== Segment start ==
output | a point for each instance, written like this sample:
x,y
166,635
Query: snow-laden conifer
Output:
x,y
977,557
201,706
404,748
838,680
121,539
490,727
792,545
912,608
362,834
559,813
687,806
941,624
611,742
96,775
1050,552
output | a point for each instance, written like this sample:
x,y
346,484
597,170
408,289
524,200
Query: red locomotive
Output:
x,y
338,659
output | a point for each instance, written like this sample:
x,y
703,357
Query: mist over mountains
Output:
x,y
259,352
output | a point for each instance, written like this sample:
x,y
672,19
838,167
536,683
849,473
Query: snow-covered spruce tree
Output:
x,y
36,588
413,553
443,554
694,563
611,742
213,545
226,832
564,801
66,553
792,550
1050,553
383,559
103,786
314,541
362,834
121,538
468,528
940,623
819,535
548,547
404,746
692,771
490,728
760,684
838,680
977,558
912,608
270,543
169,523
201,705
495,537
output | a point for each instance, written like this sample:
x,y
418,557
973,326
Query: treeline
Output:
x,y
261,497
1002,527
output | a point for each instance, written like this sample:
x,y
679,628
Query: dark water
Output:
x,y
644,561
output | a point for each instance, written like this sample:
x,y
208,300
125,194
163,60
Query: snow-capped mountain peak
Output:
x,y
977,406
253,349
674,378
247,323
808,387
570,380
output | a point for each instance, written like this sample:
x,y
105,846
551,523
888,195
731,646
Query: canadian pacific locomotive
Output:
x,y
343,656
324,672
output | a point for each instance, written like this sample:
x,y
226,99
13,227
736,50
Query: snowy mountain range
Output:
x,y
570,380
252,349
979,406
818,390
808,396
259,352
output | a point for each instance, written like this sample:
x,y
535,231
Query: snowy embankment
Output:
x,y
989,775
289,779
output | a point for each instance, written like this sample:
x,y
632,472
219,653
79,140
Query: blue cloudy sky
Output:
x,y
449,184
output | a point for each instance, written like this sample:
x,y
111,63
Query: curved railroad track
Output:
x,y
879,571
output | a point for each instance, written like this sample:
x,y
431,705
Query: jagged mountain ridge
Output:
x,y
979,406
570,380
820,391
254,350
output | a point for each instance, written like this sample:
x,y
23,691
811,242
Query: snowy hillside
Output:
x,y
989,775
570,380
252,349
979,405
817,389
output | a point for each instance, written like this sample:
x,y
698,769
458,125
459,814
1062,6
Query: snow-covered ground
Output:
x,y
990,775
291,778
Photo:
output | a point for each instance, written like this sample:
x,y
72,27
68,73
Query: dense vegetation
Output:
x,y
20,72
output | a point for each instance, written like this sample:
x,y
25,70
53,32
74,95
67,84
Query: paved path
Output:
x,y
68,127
== Segment end ==
### Assignment
Across the data, pull every line containing the string "covered".

### Answer to this exercise
Query: snow-covered spruce tree
Query: snow-covered ground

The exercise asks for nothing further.